What you need to do:
Repeat the following lines exactly and nothing else: the line containing "Task: Q: Indicate the forearm" and each line after it through the end of the listing.

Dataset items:

'''

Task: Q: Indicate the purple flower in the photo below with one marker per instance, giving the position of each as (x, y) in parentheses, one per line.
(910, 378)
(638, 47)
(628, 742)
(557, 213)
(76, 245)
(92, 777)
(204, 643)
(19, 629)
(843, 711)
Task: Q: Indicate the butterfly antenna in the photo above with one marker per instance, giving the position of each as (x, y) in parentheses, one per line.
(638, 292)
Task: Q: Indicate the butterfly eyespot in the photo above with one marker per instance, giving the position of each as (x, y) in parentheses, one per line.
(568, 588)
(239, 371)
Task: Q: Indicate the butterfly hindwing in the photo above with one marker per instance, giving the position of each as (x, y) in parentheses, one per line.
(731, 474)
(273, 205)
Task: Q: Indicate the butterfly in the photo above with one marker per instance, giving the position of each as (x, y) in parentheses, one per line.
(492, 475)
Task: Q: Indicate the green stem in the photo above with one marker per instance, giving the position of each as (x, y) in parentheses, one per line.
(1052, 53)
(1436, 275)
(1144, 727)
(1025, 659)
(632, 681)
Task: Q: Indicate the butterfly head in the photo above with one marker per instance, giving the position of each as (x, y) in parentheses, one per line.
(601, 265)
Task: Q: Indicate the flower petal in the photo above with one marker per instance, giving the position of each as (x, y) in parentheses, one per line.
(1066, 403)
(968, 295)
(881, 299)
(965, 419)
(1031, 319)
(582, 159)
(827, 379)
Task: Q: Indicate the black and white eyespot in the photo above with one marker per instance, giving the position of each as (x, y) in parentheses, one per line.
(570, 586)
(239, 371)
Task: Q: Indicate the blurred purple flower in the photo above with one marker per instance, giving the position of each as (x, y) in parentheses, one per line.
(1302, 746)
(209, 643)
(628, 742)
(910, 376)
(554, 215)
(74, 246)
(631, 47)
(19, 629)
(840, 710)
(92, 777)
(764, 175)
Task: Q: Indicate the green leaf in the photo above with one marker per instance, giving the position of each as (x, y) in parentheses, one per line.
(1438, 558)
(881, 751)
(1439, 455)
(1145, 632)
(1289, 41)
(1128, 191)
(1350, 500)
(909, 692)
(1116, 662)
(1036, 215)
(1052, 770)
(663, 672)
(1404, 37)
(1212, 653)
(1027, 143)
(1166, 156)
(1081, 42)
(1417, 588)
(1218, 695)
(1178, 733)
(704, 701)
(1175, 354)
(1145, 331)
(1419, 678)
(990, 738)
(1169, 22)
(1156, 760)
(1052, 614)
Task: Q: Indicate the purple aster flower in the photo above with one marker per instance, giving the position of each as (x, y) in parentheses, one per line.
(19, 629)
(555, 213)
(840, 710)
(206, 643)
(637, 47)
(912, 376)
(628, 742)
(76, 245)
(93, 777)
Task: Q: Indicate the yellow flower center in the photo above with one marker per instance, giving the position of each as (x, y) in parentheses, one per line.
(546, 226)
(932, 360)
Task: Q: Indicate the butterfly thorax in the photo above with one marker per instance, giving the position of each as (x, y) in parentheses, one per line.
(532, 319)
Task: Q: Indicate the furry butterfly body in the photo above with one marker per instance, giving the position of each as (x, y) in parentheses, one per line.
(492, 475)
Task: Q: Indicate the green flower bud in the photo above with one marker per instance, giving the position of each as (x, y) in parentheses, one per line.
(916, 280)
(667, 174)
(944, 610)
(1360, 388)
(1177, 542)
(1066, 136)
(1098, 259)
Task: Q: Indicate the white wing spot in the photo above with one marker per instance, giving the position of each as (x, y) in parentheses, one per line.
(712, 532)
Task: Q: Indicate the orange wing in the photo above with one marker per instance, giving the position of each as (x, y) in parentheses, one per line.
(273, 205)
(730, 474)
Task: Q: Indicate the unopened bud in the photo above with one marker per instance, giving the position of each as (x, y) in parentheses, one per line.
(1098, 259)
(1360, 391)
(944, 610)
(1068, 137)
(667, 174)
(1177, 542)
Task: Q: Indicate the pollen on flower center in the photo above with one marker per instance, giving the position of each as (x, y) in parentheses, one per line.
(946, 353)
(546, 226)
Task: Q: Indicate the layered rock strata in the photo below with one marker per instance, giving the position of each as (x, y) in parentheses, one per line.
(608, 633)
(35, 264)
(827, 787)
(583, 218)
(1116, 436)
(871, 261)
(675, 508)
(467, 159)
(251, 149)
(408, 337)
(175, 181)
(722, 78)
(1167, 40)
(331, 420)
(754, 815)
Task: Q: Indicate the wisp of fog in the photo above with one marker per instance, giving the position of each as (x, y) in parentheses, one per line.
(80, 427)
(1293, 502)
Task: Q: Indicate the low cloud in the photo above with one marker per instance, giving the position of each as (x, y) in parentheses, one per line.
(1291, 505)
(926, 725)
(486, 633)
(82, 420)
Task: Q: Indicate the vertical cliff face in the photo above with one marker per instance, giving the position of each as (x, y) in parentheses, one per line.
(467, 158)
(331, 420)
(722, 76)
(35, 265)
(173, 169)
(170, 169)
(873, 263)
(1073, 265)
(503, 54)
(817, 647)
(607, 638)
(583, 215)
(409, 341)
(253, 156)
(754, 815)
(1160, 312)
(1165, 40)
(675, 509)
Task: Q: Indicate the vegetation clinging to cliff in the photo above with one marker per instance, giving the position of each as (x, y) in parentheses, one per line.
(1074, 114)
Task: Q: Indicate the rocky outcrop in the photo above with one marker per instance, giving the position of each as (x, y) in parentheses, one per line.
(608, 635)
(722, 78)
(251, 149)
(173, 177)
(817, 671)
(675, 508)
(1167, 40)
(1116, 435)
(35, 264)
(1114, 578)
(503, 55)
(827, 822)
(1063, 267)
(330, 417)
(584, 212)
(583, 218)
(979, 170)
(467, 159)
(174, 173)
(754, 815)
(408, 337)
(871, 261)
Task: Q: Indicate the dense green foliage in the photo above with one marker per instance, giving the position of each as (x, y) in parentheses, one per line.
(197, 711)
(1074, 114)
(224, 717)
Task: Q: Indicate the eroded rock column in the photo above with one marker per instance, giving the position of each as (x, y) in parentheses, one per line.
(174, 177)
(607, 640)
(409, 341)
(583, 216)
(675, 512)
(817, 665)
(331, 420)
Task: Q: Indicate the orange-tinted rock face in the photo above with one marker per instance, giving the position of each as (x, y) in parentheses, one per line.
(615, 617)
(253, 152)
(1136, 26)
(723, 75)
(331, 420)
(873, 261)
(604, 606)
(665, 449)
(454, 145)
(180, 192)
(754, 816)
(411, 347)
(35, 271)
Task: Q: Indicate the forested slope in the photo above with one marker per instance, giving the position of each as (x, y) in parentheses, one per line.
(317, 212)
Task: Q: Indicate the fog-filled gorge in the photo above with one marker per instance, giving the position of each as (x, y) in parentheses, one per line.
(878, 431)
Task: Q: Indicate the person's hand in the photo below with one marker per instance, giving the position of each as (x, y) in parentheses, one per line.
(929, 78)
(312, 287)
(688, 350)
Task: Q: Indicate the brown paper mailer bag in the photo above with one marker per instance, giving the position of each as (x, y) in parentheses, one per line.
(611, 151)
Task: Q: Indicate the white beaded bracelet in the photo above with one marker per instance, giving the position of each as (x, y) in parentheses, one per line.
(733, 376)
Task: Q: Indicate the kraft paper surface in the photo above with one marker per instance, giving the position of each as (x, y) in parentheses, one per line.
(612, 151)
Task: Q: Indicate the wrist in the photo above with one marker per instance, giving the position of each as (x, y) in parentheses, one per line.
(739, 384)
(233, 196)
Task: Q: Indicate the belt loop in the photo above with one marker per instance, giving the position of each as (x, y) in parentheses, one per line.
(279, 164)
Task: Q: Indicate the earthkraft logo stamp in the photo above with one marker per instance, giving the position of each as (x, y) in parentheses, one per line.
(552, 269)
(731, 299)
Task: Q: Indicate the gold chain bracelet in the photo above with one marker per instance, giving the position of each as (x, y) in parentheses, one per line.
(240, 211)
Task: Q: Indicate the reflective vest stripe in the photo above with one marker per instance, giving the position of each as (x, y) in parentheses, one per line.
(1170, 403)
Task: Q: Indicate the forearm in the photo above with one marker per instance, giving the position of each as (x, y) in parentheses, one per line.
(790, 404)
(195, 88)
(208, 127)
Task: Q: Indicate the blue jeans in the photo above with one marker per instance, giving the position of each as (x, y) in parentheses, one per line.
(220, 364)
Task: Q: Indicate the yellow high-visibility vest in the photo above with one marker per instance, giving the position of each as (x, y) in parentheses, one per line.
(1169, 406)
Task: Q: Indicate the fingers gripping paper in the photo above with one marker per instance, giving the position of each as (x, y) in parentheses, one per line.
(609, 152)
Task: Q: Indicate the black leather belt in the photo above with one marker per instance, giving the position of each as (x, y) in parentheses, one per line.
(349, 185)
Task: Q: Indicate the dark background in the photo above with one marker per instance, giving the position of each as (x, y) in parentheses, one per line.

'''

Solution for this problem:
Task: Q: Indicate the forearm in the photo above with one marker per instance, giving the position of each as (x, y) in parentheses, one per line.
(790, 404)
(195, 88)
(208, 127)
Task: Q: Indicate the blue jeans in the photo above with one marker per instance, giving the position of each as (x, y) in parentheses, one per line.
(220, 364)
Task: Q: Indicate the yellow high-visibility vest in the photo above with one marker per instance, giving the position of each as (x, y) in parentheses, one per line.
(1169, 406)
Task: Q: Indicate the fingers gripping paper in the photo above with one marker per instance, giving the position of each as (x, y) in parentheses, one per line.
(609, 152)
Task: Q: Indicate the black leather belt in the photo above with one marker per instance, giving the position of each as (x, y) in parentheses, one per line.
(349, 185)
Task: Q: Indicate the dark background in the photo above with one marker per instance, giving the position of each as (x, y) in parentheses, one per line.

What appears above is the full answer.